| The data |
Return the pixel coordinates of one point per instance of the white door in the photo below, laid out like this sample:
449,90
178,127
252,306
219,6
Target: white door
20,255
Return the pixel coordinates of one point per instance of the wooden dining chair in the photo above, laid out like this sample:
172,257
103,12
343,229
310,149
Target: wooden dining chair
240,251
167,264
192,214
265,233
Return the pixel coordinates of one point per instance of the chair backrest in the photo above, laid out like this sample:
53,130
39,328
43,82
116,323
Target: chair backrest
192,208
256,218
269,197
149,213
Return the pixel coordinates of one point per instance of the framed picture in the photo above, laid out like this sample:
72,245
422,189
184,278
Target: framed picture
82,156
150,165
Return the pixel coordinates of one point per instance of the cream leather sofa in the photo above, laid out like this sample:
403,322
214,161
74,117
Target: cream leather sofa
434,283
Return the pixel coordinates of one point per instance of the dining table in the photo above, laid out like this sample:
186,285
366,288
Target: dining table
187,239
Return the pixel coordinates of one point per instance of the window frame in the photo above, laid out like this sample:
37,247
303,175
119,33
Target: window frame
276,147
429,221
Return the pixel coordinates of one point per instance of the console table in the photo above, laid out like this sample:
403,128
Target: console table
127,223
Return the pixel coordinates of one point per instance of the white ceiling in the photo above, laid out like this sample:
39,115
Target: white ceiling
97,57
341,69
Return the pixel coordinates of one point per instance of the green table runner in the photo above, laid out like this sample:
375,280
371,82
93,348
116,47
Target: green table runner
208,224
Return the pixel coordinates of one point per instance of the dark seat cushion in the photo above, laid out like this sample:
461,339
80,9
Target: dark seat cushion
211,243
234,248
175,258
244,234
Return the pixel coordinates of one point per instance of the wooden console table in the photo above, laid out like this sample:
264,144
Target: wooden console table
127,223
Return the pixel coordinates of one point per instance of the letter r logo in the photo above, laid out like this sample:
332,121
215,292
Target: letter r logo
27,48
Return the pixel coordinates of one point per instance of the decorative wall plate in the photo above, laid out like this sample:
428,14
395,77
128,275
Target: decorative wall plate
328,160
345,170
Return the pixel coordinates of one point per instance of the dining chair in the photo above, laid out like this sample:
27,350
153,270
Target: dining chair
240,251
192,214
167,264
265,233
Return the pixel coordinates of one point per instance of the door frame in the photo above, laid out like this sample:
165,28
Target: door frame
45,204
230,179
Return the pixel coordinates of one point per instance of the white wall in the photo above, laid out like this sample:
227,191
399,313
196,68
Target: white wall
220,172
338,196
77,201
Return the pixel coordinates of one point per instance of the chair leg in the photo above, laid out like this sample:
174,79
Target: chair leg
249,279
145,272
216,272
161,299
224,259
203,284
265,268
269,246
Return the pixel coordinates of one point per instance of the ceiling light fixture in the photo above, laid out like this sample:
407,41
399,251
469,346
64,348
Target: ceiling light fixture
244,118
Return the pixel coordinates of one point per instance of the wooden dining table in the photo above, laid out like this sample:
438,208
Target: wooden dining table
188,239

| Your instructions |
Reproduce the material above, every line of it, exactly.

| Correct answer |
Return the pixel coordinates of one point per instance of the white door in the photo below, laid out like this sample:
449,90
178,127
252,306
219,6
Target: white door
20,255
Return the pixel coordinates of one point per instance of the wooden dining chair in the photo above, laid out like this sample:
172,257
103,12
343,229
310,149
Target: wooden dining chair
240,251
167,264
192,214
265,233
Return the pixel coordinates of one point per instance of the chair backrest in the photo above, laid out like this sample:
53,130
39,328
43,82
116,323
Target: chair backrest
192,208
256,218
269,197
149,213
Return the pixel coordinates of one point per instance of the framed picture in the photo above, laid out like this sample:
72,245
422,189
184,278
Target: framed picture
82,156
150,165
Return the pixel coordinates of one point per instance of the cream leather sofa in the photo above, laid out like this sample:
403,322
214,161
74,117
Target: cream leather sofa
434,283
Return the pixel coordinates of one point per instance of the dining table in the photo above, laid out like this sample:
186,285
366,288
Target: dining table
187,239
Return the pixel coordinates of one point per instance of the window frame in the photo above, laid out like this sample:
37,247
303,175
119,33
Target: window frame
276,147
429,221
Return the pixel coordinates of one point per instance of the console table in the photo above, laid out like this sample:
403,128
Target: console table
127,223
Return the pixel coordinates of one point per instance of the white ceiling in the photo above, laid out like this sample:
39,115
Target: white ceiling
97,57
341,69
Return the pixel coordinates of one point per instance of the green table runner in the photo above, laid out like this sample:
375,280
371,82
93,348
116,47
Target: green table runner
208,224
Return the pixel coordinates of one point per instance of the dark seat cushion in the photo above, laid out like this sample:
461,339
80,9
Target: dark seat cushion
211,243
234,248
175,258
244,234
Return the pixel coordinates of one point per instance of the wooden console table in the photo above, laid out like this sample:
264,144
Target: wooden console table
127,223
Return the pixel coordinates of one point per instance of the letter r logo in the photo above, laid out like this sample:
332,121
215,292
Target: letter r logo
27,48
Return the pixel coordinates of one point per instance of the decorative wall plate in the photo above, laid out like this sample:
428,14
395,77
128,275
Target: decorative wall plate
328,160
345,170
Return the pixel coordinates of one point per instance of the dining chair in the photo above, laid out like this sample:
27,350
153,270
Target: dining chair
240,251
192,214
167,264
265,233
Return the pixel coordinates of one point per instance of the door frame in the photo above, laid out like this sample:
165,28
Target: door frame
45,204
230,179
Return the pixel coordinates of one point per instance of the white wall in the photo above, laid out like this sample:
227,191
399,313
196,68
Target: white wall
220,172
338,196
77,201
Return the pixel coordinates of one point per instance of the chair leg in the photo above, laid out like this sample:
174,79
Target: chair leg
249,279
145,272
216,272
161,299
224,259
203,284
265,268
269,246
Return the pixel coordinates of one point per instance of the ceiling light fixture in the photo above, laid out like this sample:
407,41
399,251
469,346
64,348
Target: ceiling light fixture
244,118
Return the pixel coordinates of one point per instance of the wooden dining table in the photo above, laid out like this sample:
438,208
Target: wooden dining table
188,239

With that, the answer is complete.